==== DATASET CONTENT

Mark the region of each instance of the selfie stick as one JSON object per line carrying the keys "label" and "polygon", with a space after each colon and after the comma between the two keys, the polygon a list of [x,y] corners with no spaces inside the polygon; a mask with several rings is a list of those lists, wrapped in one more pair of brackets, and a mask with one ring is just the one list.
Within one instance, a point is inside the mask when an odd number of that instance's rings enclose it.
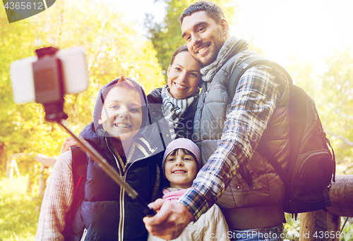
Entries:
{"label": "selfie stick", "polygon": [[58,50],[56,48],[47,47],[35,51],[38,56],[38,61],[33,63],[35,101],[44,105],[45,120],[56,121],[62,126],[97,161],[100,167],[116,184],[125,190],[131,199],[141,205],[147,216],[154,216],[155,211],[150,209],[137,192],[120,177],[118,172],[107,160],[83,138],[77,137],[66,126],[65,120],[68,116],[64,111],[64,81],[61,63],[60,59],[55,56],[55,53]]}

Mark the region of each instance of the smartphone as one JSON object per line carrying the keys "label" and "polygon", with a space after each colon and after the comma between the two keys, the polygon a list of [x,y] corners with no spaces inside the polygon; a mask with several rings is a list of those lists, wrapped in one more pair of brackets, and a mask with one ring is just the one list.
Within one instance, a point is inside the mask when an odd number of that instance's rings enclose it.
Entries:
{"label": "smartphone", "polygon": [[[59,50],[56,56],[62,63],[64,93],[79,93],[87,89],[88,78],[85,49],[78,47]],[[35,101],[32,63],[37,59],[37,56],[28,57],[16,60],[10,66],[13,100],[16,104]]]}

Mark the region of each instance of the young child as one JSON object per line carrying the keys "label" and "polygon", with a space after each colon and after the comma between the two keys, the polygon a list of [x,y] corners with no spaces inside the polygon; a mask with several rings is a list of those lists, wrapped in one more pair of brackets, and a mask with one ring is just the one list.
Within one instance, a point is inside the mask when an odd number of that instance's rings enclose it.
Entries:
{"label": "young child", "polygon": [[[148,204],[158,187],[155,149],[140,135],[147,123],[146,97],[136,82],[124,78],[100,90],[93,121],[80,134],[105,155],[121,177]],[[36,240],[146,240],[142,207],[133,202],[88,155],[84,197],[64,236],[73,201],[72,155],[61,154],[48,180]]]}
{"label": "young child", "polygon": [[[190,140],[176,139],[168,144],[163,156],[162,170],[169,181],[163,190],[163,199],[176,202],[191,187],[201,168],[201,152]],[[220,208],[213,205],[196,222],[190,223],[181,235],[174,240],[229,240],[228,225]],[[150,235],[148,241],[162,240]]]}

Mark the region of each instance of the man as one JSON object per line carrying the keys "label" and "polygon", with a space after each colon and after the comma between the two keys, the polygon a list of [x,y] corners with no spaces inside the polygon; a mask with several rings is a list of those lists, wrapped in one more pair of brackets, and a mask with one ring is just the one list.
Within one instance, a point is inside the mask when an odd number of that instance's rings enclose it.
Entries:
{"label": "man", "polygon": [[287,166],[288,81],[274,68],[256,66],[235,83],[234,66],[257,54],[229,35],[217,5],[198,1],[179,21],[190,53],[204,66],[194,133],[207,163],[176,204],[161,199],[150,204],[159,211],[144,218],[146,228],[153,235],[174,239],[217,201],[232,240],[280,240],[285,186],[256,147],[261,142]]}

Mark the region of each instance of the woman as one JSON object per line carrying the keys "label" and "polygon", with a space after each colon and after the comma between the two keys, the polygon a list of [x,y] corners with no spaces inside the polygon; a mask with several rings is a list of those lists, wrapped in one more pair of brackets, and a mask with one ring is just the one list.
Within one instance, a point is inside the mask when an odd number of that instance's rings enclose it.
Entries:
{"label": "woman", "polygon": [[192,140],[193,116],[202,82],[201,68],[186,46],[180,47],[168,67],[167,85],[147,97],[152,127],[145,134],[156,142],[159,132],[163,149],[179,137]]}
{"label": "woman", "polygon": [[[164,149],[179,137],[192,140],[193,116],[202,83],[201,67],[186,45],[180,47],[168,66],[167,83],[147,96],[150,125],[143,134],[160,149]],[[61,152],[76,144],[73,137],[66,138]]]}

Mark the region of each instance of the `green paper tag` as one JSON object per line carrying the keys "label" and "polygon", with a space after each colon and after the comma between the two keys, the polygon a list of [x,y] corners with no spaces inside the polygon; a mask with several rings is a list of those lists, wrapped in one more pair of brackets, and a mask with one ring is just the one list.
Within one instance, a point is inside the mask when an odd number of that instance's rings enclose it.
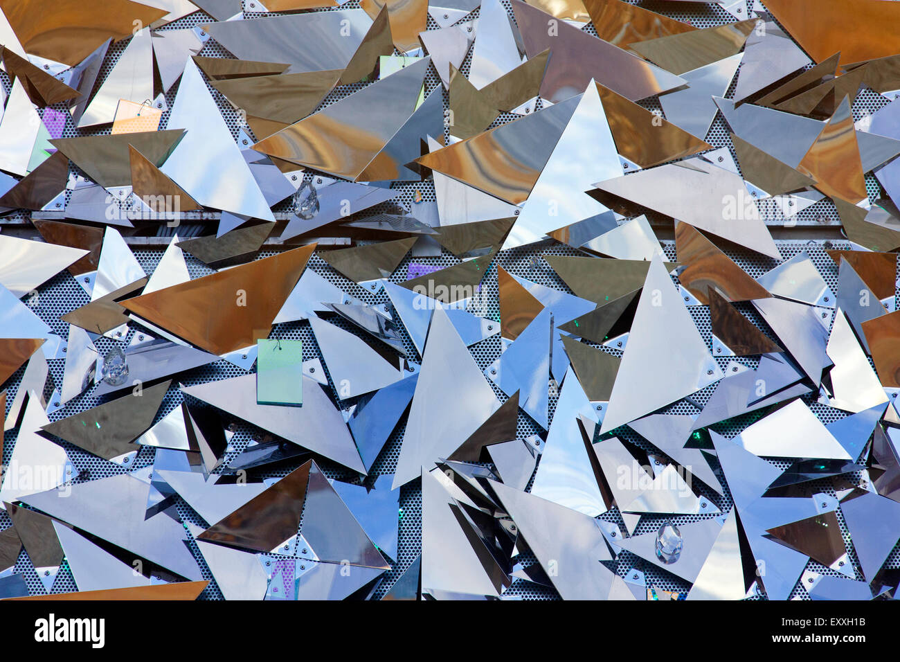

========

EXERCISE AIM: Present everything from the line containing "Mark the region of each instance of the woman" down to the last of the lines above as a Markdown table with the columns Number and Line. Skip blank lines and leave out the pictures.

COMPLETED TASK:
| Number | Line |
|---|---|
| 1 | Mark the region of each instance of the woman as one JSON object per line carrying the keys "label" and "polygon", with a space after each colon and after the comma between the two keys, the polygon a list of [x,y] corners with no spaces inside the polygon; a mask with several rings is a list of those lists, wrapped in one more pair of brackets, and a mask with one ring is just the one list. |
| 2 | Within one instance, a point is inside the mask when an odd number of that instance's rings enclose it. |
| 3 | Entries: |
| 4 | {"label": "woman", "polygon": [[192,140],[193,116],[202,82],[201,68],[186,46],[180,47],[168,67],[167,85],[147,97],[152,127],[145,134],[156,142],[159,132],[163,149],[179,137]]} |
| 5 | {"label": "woman", "polygon": [[[164,149],[179,137],[192,140],[193,116],[202,83],[201,67],[186,45],[180,47],[168,66],[167,83],[147,96],[150,125],[143,134],[160,149]],[[61,152],[76,144],[73,137],[66,138]]]} |
| 6 | Mark the region of each instance of the `green paper tag` as one JSON object per line carrying the keys "label" and "polygon", with a space after each colon and after the comma between the two keys, the polygon a list of [x,y] corners with no spaces inside the polygon; a mask with several rings is a list of those lists, wrapped in one more pair of brackets, and a mask with one ring is just the one list. |
| 7 | Within one instance, a point is inside the mask when an odd number of that instance's rings enclose it. |